Série d'exercices
1. D'après le texte sur l'identification des truffes, quelles sont les trois espèces que le test permet de distinguer ?
2. Reprenez le texte sur l'identification des truffes après sa dernière phrase.

Extrait du document
La première étape du projet de recherche a consisté à mettre au point une technique d'extraction de l'ADN pouvant être utilisée en test de routine. Après avoir été récoltées, les radicelles mycorhizées sont broyées dans un mortier en présence d'azote liquide. Le broyat est récupéré et l'ADN total est purifié en utilisant le kit « Dneasy Plant Mini Kit » (5), suivi d'une purification sur colonne d'hydroxyapatite. Cette étape d'extraction/purification de l'ADN nous permet d'obtenir de l'ADN d'excellente qualité débarrassé des inhibiteurs des enzymes (Taq polymérase) utilisées pour amplifier cet ADN lors des étapes ultérieures. Les techniques de biologie moléculaire ont été appliquées, dès le début des années 1990, aux recherches sur la truffe (6-8) et elles reposent sur l'amplification sélective de fragments d'ADN du champignon par la réaction de polymérisation en chaîne (PCR). La méthode d'analyse moléculaire appelée SCAR (Sequence Characterized Amplified Region) a été choisie afin de pouvoir identifier de façon formelle le type de champignon présent au niveau des mycorhizes. Cette technique consiste à définir un couple d'amorces PCR qui amplifie une séquence d'ADN particulière à chaque espèce de Tuber. Les amorces appartiennent à un site précis du génome dont la séquence doit être à la fois conservée pour une espèce donnée et différente des séquences existantes chez les autres espèces. Des profils spécifiques d'une région de l'ADN ribosomique nucléaire appelé ITS (Internal Transcribed Spacer) (5, 9) ont été obtenus pour les 3 espèces ce qui nous a permis de mettre au point un test permettant l'identification de l'espèce présente au niveau des mycorhizes de l'appareil racinaire des plants truffiers. Ce test de réalisation simple, est spécifique, sensible, rapide, permettant sans aucunes ambiguïtés, l'identification des 3 espèces de truffe à forte convergence morphologique que sont : T. melanosporum, T. brumale et T. indicum.

[Entrées de données]
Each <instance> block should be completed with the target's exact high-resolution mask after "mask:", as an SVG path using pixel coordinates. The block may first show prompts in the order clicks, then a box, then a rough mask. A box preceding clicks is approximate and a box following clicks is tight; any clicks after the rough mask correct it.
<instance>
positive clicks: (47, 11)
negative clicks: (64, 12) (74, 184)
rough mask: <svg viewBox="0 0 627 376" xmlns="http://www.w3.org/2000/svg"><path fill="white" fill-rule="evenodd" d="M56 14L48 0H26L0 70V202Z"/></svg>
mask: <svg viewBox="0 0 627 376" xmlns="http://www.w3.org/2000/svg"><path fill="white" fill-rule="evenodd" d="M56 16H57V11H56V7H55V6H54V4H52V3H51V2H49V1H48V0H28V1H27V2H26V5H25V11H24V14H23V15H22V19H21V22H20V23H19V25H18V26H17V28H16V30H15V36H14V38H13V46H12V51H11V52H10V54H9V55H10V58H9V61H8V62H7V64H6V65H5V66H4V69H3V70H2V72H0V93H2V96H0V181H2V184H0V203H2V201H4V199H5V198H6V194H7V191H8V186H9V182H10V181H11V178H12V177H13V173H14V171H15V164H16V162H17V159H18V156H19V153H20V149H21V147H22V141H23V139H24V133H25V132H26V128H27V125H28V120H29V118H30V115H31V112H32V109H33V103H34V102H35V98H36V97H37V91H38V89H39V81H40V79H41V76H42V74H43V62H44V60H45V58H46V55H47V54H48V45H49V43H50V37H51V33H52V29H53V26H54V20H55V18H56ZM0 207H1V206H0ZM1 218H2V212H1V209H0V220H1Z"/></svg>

Réponses aux exercices
1. T. melanosporum, T. brumale et T. indicum.

2.
REFERENCES :

1. COURVOISIER M 1992. Bilan de la filière truffe en France. Ctifl Paris.

2. CHEVALIER G and al, 1986. Taxonomie des truffes européennes. Mycorrhizae: physiologie and genetics, INRA, Paris 631-635.

3. CHEVALIER G, GRENTE J, 1979. Application pratique de la symbiose ectomycorhizienne : production à grande échelle de plants mycorhizés par la truffe. Mushroom Sci ; 10: 483-505.

4. FOURRE G, and al, 1996. Ces « truffes de l'Inde » qui nous arrivent de Chine ! Bull Fed Assoc Mycol Mediterr ; 9 : 3-21.

5. MABRU D and al, 2001. Rapid molecular typing method for the reliable detection of Asiatic black truffle (Tuber indicum) in commercialised products: fruiting bodies and mycorrhizal seedlings. Mycorrhiza ; 11: 89-94.

6. LANFRANCO L, and al, 1993. DNA probes for identification of ectomycorrhizal fungus Tuber magnatum Pico. FEMS Microbiol Lett ; 114: 245-252.

7. HENRION B, and al, 1994. Typing truffle species by PCR amplification of the ribosomal DNA spacers. Mycol Res ; 98: 37-43.

8. AMICUCCI A, and al, 1998. Identification of ectomycorrhizal fungi of the genus Tuber by species-specific ITS primers. Mol Ecol ; 7: 273-277.

9. WHITE TJ and al, 1990. Amplification and direct sequencing of fungal ribosomal RNA genes for phylogenetics. Dans PCR protocol. Academic Press, San Diego, California, 315-322.